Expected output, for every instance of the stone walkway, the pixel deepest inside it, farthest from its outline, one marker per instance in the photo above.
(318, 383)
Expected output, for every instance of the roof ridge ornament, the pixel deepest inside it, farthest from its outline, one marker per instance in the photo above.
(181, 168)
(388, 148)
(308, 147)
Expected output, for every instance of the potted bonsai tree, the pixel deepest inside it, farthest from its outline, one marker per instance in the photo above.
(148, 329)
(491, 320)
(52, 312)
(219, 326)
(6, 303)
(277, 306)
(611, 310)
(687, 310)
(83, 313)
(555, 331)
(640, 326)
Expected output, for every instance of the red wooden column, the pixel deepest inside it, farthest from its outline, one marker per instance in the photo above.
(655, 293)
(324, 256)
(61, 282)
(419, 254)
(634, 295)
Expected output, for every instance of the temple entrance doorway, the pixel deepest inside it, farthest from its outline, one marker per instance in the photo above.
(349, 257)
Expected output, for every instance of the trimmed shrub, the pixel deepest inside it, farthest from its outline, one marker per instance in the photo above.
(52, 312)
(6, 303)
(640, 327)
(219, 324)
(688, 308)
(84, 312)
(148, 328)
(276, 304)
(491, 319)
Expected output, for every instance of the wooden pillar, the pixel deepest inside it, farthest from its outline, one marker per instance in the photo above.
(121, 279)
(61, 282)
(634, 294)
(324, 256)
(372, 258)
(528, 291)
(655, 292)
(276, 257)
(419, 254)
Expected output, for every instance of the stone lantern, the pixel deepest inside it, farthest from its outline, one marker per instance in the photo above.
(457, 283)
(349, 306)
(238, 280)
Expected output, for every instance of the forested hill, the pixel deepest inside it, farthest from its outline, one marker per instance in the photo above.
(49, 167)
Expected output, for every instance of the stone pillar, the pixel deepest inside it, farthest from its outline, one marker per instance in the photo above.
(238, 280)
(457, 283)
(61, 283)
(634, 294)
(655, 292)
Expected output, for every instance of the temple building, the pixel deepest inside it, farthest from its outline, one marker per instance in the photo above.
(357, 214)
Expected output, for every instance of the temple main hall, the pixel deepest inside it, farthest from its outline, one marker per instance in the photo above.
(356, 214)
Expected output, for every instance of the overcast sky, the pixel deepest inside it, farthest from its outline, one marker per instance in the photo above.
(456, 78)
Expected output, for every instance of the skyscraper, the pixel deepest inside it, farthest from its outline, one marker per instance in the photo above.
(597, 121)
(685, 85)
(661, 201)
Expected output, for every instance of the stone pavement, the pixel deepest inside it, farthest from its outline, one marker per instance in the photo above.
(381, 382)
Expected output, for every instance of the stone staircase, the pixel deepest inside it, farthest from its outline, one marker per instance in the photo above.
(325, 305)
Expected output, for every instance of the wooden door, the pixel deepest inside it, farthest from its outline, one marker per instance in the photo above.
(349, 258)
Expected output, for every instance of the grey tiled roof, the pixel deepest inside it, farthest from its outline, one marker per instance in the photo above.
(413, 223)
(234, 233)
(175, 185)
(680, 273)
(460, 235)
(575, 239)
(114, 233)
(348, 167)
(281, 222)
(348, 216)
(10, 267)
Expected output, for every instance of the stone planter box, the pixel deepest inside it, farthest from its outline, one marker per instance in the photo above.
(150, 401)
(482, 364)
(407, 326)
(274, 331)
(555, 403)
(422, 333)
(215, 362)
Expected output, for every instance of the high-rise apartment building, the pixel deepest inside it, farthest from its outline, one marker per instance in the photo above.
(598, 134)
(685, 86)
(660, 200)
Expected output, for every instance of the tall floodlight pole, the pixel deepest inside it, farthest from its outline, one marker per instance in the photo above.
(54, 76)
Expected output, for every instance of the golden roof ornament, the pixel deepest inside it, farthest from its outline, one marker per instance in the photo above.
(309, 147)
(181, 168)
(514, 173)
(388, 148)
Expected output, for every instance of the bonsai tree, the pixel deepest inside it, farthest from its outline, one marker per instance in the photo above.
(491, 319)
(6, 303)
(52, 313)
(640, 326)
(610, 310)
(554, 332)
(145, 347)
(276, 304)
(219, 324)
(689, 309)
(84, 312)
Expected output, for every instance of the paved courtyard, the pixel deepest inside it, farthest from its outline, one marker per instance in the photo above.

• • • •

Here the job is to restate all of the data word for word.

▶ Finished task
Expected output, for every instance of the stone walkway, the pixel deepest inside it, farthest from its outline, one marker per instance in the photo above.
(318, 383)
Expected output, for every instance of the roof ridge ornament, the pixel deepest inside it, farthest from its outline, one marker per instance in the photo above.
(181, 168)
(388, 148)
(308, 147)
Expected output, for every instance of the potted bonsai tree, the pixel deepest inside it, farthest from its outline, one marker per instance in the photo above.
(148, 329)
(491, 320)
(52, 312)
(219, 326)
(6, 303)
(277, 306)
(611, 310)
(687, 310)
(83, 313)
(555, 331)
(640, 326)
Expected output, for every instance of the red wooden column, the pixel deepest inside it, farthest from its outline, one marker per instance in the photo above.
(655, 293)
(324, 256)
(61, 282)
(419, 254)
(634, 295)
Expected output, for every instance of the temple entrance doorway, the pixel deepest inside it, farthest from its outline, one marker per instance in the photo above.
(349, 257)
Expected output, for every instance of the trimmed shrub, the pixel deepest inside it, farthest from its outline, one marker per instance in the photo above.
(52, 312)
(6, 303)
(640, 327)
(219, 324)
(688, 308)
(84, 312)
(148, 328)
(276, 304)
(491, 319)
Expected output, for every instance of the wooden pillar, the pixel deepest inside it, farthest from its outline, one marker per instance in the photo above.
(121, 279)
(61, 282)
(634, 294)
(324, 256)
(372, 258)
(528, 291)
(655, 292)
(276, 257)
(419, 254)
Expected output, for every instance of the stone lantern, the pixel deepest inside it, farthest from its outline, one marker per instance in the photo above.
(457, 283)
(349, 306)
(238, 280)
Expected output, for every instance of the forested hill, the pixel deepest inside it, farthest from its outline, one marker per instance in the photo above.
(49, 167)
Expected output, for every instance of the stone pillar, the pixel deepest inside it, farthest from its outline, one marker per instance in the photo above.
(238, 280)
(457, 283)
(61, 283)
(634, 294)
(655, 292)
Expected output, for every instance of the temple building, the pixel deepest inside it, farthest from its outline, one marker per instance in the photo above.
(357, 214)
Expected output, for every instance of the temple main hall, the pixel deepest inside it, farthest from its outline, one marker per instance in the photo above.
(356, 214)
Expected output, for every instance of the overcast sky, the pixel deepest inside it, farthest from its outline, one marker per instance in the photo above.
(456, 78)
Expected output, for every instance of the skyscraper, the pixel deepest inside it, farthest from its outline, one marker per instance in the photo above.
(597, 121)
(685, 85)
(661, 201)
Expected output, for every instance of the stone pavement, the pixel deepest inside it, farthest from its outline, one marker per instance in the photo above.
(381, 382)
Expected output, for every instance of the stone staircase, the pixel deepest inside it, farthest from its outline, one marker per instance in the photo above.
(325, 305)
Expected output, for every instance of the wooden door, the pixel deepest inside it, farthest from its outline, one marker per instance in the photo above.
(349, 258)
Expected output, for every instance of the grey tiled roof, the pixel deepest inside it, farthest from its outline, one marker per instance in the photo above.
(413, 223)
(234, 233)
(175, 185)
(680, 273)
(460, 235)
(575, 239)
(114, 233)
(348, 167)
(281, 222)
(348, 216)
(10, 267)
Expected output, for every instance of the stone planter box, the pixel deepest inside it, farthest from its outline, one marker per instance in the photo above.
(150, 401)
(482, 364)
(407, 326)
(274, 331)
(555, 403)
(422, 333)
(215, 362)
Expected output, for every instance of the high-rise apartment building, the pixel deepest inside it, farthest from its outline, one marker per instance in the photo above.
(598, 134)
(685, 86)
(660, 200)
Expected output, for every instance of the tall floodlight pole, the pixel deepest inside it, farthest from its outline, one marker per instance in the photo above.
(54, 76)
Expected output, for every instance of the golden roof ornament, the pixel deepest inside it, farthest from its outline, one marker per instance in the photo above.
(309, 147)
(181, 168)
(514, 173)
(388, 148)
Expected output, for every instance of the bonsai tree, the pixel deepest inside it, farthest from its outline, one marker per instance in the photo above.
(491, 319)
(6, 303)
(52, 313)
(640, 326)
(610, 310)
(554, 332)
(145, 347)
(276, 304)
(219, 324)
(689, 309)
(84, 312)
Expected output, for every instance of the paved courtyard, the pixel deepest inside it, farthest from its outline, one marker per instance in the photo above.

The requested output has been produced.